**TRY IT:** Exclude the pictures and retype the entries as written.

··· RECORD SET

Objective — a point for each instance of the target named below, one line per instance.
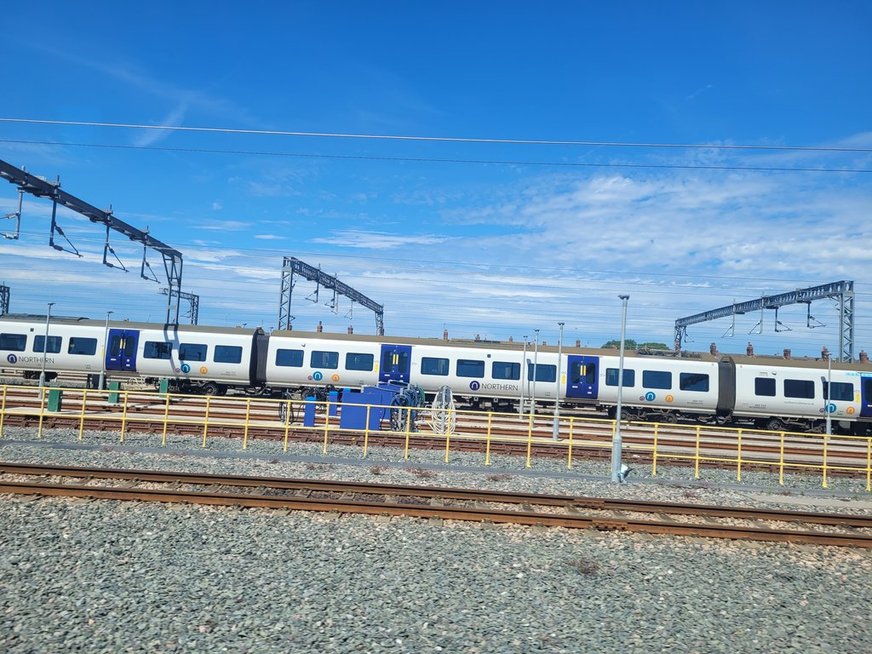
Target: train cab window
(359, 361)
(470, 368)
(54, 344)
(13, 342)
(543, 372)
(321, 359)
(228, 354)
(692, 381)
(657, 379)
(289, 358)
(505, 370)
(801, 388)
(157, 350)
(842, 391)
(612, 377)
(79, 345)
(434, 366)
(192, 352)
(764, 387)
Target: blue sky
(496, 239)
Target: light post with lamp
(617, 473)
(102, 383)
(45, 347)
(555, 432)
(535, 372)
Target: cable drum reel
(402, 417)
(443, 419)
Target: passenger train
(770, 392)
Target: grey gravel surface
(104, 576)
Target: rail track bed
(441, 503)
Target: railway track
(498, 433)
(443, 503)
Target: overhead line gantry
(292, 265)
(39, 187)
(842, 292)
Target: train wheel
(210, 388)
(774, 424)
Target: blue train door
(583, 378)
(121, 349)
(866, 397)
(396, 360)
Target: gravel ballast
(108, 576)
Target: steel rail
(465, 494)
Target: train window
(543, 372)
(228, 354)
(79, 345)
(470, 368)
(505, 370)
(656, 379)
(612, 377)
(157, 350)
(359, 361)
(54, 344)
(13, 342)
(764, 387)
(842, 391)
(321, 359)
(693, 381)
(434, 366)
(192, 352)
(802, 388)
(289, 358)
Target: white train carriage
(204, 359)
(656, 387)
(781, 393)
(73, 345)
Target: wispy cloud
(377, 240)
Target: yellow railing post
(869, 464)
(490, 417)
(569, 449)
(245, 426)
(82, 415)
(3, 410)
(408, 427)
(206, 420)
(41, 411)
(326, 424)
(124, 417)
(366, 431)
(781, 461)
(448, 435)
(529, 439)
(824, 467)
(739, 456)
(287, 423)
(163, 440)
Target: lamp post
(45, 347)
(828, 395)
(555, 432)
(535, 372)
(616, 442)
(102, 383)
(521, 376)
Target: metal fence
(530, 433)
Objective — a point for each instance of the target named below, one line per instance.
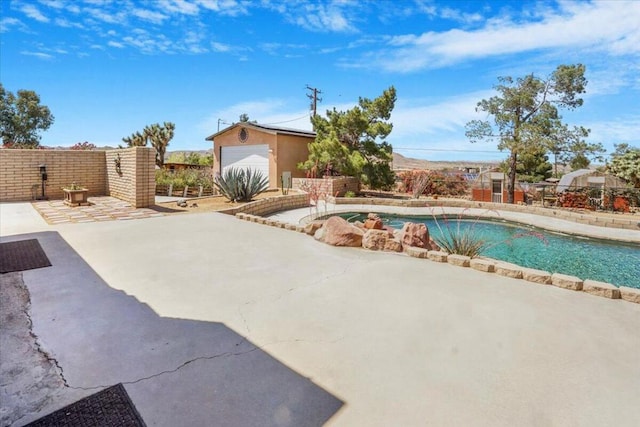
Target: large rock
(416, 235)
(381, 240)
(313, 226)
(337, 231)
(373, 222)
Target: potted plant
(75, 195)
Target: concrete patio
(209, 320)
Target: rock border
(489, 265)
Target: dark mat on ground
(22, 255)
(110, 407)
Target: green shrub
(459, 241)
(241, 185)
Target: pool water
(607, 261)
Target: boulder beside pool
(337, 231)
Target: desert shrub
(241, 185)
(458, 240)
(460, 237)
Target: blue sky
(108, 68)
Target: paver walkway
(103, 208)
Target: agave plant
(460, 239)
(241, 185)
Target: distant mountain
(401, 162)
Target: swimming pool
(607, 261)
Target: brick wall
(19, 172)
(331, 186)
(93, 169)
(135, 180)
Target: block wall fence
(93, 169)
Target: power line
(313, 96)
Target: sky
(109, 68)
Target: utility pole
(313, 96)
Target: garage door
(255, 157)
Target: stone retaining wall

······

**TASK RESPONSE:**
Objective — a point for each instance of the target named below, one line per instance.
Target: train cab window
(359, 361)
(470, 368)
(54, 344)
(13, 342)
(543, 372)
(321, 359)
(228, 354)
(692, 381)
(657, 379)
(289, 358)
(505, 370)
(801, 388)
(157, 350)
(842, 391)
(612, 377)
(79, 345)
(434, 366)
(192, 352)
(764, 387)
Target: blue sky
(496, 239)
Target: light post with lamp
(617, 473)
(102, 383)
(45, 347)
(555, 432)
(535, 372)
Target: cable drum reel
(402, 417)
(443, 419)
Target: passenger train
(770, 392)
Target: grey gravel surface
(104, 576)
Target: rail track bed
(441, 503)
Target: railway track
(498, 433)
(443, 503)
Target: overhead line gantry
(292, 265)
(39, 187)
(842, 292)
Target: train wheel
(210, 388)
(774, 424)
Target: blue train door
(583, 378)
(121, 349)
(866, 397)
(396, 360)
Target: gravel ballast
(108, 576)
Target: steel rail
(465, 494)
Target: train window
(543, 372)
(228, 354)
(79, 345)
(470, 368)
(505, 370)
(656, 379)
(612, 377)
(157, 350)
(359, 361)
(54, 344)
(13, 342)
(764, 387)
(842, 391)
(321, 359)
(693, 381)
(434, 366)
(192, 352)
(802, 388)
(289, 358)
Target: white train carriage
(204, 359)
(656, 387)
(781, 393)
(73, 345)
Target: wispy cloud
(377, 240)
Target: yellow railing post
(869, 464)
(490, 417)
(569, 449)
(245, 426)
(82, 415)
(3, 410)
(408, 427)
(206, 420)
(41, 411)
(326, 424)
(124, 417)
(366, 431)
(781, 461)
(448, 435)
(529, 439)
(824, 467)
(739, 456)
(287, 423)
(163, 440)
Target: lamp post
(45, 347)
(828, 395)
(555, 432)
(535, 372)
(616, 442)
(102, 383)
(521, 376)
Target: metal fence
(530, 433)
Objective — a point for each instance of the target named below, one line per instance.
Target: large rock
(416, 235)
(381, 240)
(313, 226)
(337, 231)
(373, 222)
Target: potted plant
(75, 195)
Target: concrete patio
(209, 320)
Target: rock border
(489, 265)
Target: dark mat on ground
(22, 255)
(110, 407)
Target: green shrub
(459, 241)
(241, 185)
Target: pool water
(607, 261)
Target: boulder beside pool
(337, 231)
Target: desert shrub
(241, 185)
(458, 240)
(460, 237)
Target: blue sky
(108, 68)
Target: paver walkway
(103, 208)
Target: agave plant
(460, 239)
(241, 185)
Target: distant mountain
(401, 162)
Target: swimming pool
(607, 261)
Target: brick wall
(19, 172)
(331, 186)
(93, 169)
(135, 180)
Target: block wall fence
(93, 169)
Target: power line
(313, 96)
Target: sky
(109, 68)
Target: utility pole
(313, 96)
Target: garage door
(255, 157)
Target: stone retaining wall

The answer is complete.